__The problem__: Repeat the stretch of entries below from the line with "mark the utility pole | one pin per instance." through the line with "mark the black tire". Include both ends and add nothing.

__Point localization data__:
....................

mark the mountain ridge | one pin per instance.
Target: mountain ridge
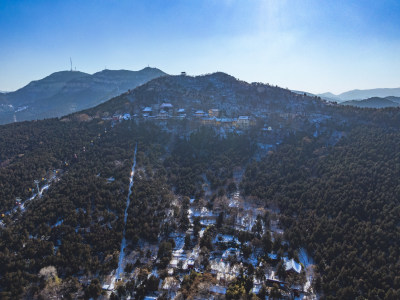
(65, 92)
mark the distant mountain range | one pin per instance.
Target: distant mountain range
(65, 92)
(361, 94)
(375, 102)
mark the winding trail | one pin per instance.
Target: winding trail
(128, 201)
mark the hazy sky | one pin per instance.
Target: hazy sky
(311, 45)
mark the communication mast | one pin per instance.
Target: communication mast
(37, 185)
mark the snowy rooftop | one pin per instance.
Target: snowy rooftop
(166, 105)
(292, 265)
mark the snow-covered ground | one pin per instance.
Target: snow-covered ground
(123, 243)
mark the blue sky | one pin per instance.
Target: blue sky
(310, 45)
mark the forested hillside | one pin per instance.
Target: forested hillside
(342, 202)
(301, 200)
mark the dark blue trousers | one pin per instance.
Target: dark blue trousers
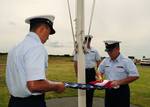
(118, 97)
(90, 76)
(31, 101)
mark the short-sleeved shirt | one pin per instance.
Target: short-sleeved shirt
(91, 57)
(118, 69)
(26, 62)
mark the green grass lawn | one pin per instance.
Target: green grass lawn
(61, 69)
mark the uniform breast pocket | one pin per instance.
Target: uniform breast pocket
(119, 69)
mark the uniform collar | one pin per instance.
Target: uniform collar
(34, 36)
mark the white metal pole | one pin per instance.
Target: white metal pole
(81, 59)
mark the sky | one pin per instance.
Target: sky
(124, 20)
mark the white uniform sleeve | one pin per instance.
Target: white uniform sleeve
(101, 67)
(98, 58)
(35, 63)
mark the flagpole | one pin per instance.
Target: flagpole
(81, 59)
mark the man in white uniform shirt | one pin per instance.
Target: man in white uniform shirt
(121, 71)
(92, 60)
(27, 63)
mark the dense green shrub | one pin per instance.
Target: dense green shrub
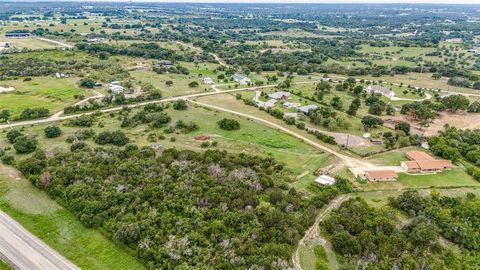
(52, 131)
(115, 137)
(228, 124)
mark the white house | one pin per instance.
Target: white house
(241, 79)
(308, 108)
(116, 88)
(290, 105)
(280, 95)
(325, 180)
(376, 89)
(207, 80)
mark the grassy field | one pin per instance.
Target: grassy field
(423, 80)
(380, 197)
(41, 92)
(180, 82)
(60, 229)
(4, 266)
(454, 177)
(253, 138)
(28, 43)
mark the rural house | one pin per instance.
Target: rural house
(377, 89)
(421, 162)
(280, 95)
(306, 109)
(241, 79)
(383, 175)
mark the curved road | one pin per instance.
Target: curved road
(22, 250)
(357, 166)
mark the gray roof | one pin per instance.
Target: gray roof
(308, 108)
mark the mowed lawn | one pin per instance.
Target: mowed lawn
(178, 88)
(29, 43)
(450, 178)
(41, 92)
(61, 230)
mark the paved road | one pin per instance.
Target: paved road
(59, 117)
(22, 250)
(358, 167)
(68, 46)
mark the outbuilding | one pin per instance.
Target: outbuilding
(381, 175)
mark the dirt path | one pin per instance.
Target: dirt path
(83, 101)
(219, 60)
(59, 117)
(314, 233)
(356, 166)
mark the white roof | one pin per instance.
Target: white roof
(325, 180)
(307, 108)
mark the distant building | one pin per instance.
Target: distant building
(116, 89)
(268, 104)
(290, 105)
(308, 108)
(280, 95)
(325, 180)
(241, 79)
(18, 35)
(376, 89)
(207, 80)
(421, 162)
(383, 175)
(376, 141)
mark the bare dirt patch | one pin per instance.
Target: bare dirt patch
(459, 120)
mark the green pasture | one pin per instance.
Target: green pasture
(41, 92)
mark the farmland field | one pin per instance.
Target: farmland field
(41, 92)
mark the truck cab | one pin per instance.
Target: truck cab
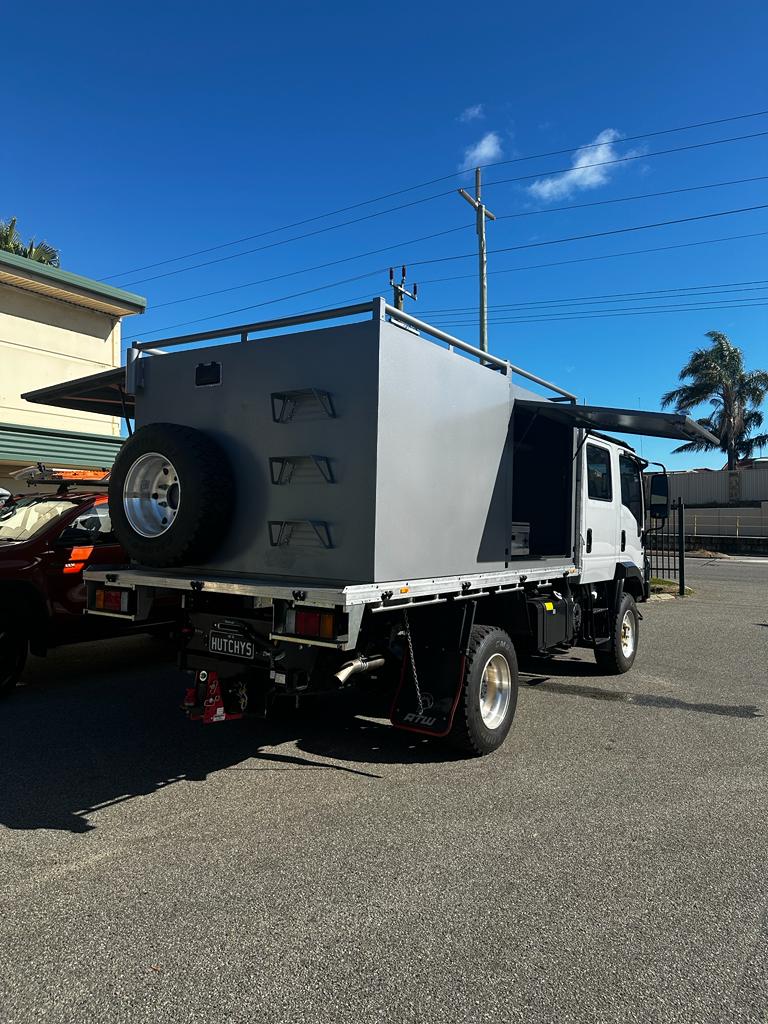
(614, 512)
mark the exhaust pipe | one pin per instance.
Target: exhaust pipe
(359, 664)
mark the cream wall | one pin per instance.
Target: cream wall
(46, 341)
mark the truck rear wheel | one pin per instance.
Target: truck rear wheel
(170, 495)
(619, 655)
(13, 648)
(486, 707)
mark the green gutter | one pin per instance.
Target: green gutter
(137, 303)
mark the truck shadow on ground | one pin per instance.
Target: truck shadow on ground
(99, 724)
(541, 675)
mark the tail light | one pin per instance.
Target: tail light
(107, 599)
(310, 623)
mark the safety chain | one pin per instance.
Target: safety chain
(413, 662)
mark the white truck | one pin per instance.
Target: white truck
(371, 497)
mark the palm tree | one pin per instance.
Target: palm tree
(40, 252)
(716, 375)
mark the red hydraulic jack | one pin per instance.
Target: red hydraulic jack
(212, 709)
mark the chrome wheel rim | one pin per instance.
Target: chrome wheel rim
(628, 634)
(496, 691)
(152, 495)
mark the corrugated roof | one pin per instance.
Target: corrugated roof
(31, 444)
(32, 276)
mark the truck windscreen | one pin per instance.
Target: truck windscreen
(26, 518)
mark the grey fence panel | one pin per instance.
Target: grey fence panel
(720, 486)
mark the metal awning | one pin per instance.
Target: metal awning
(623, 421)
(102, 392)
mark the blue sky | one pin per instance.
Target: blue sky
(141, 133)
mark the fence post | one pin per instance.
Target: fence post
(681, 545)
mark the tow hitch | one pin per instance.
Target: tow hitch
(210, 700)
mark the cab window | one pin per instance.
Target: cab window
(632, 489)
(599, 483)
(91, 526)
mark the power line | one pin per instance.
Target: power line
(602, 313)
(432, 181)
(630, 199)
(426, 238)
(428, 199)
(536, 266)
(590, 259)
(598, 235)
(732, 288)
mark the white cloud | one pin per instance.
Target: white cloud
(582, 175)
(474, 113)
(485, 151)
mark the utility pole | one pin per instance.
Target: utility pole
(481, 213)
(399, 291)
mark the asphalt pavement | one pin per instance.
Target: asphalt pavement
(608, 864)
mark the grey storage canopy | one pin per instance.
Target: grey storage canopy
(625, 421)
(102, 392)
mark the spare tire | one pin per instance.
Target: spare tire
(171, 496)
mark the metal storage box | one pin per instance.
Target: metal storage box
(361, 453)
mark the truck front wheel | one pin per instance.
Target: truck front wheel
(486, 707)
(13, 647)
(619, 654)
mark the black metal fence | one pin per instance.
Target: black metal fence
(665, 546)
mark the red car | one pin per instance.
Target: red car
(46, 541)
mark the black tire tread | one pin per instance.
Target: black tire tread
(611, 660)
(461, 735)
(210, 466)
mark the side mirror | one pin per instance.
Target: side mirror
(658, 497)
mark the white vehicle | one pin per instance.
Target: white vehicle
(364, 499)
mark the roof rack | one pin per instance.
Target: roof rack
(62, 477)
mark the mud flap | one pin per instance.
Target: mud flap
(440, 684)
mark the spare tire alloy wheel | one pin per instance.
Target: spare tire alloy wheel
(171, 496)
(152, 495)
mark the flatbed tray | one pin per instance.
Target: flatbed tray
(379, 596)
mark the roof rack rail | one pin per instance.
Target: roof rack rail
(378, 308)
(64, 477)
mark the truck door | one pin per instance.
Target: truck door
(631, 513)
(600, 520)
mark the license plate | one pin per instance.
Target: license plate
(231, 645)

....................

__Reply__:
mark the utility pole | one pin per instance.
Target: utility pole
(481, 213)
(399, 291)
mark the asphalt pavement | one pin per instance.
Target: asphalt pavement
(608, 864)
mark the grey storage canopy | one pin per instance.
Target: grey storage canopy
(625, 421)
(102, 392)
mark the spare tire | one pin per instance.
Target: spare tire
(171, 496)
mark the metal storage box | one pin per instance.
Target: metal storage box
(361, 453)
mark the truck front wheel | one pin per instance.
Target: truck front wheel
(486, 707)
(13, 647)
(619, 654)
mark the black metal fence | one pin per instance.
Target: black metal fence
(665, 546)
mark the red car | one pin per instance.
Target: red car
(46, 541)
mark the black tire tread | one pin per instance.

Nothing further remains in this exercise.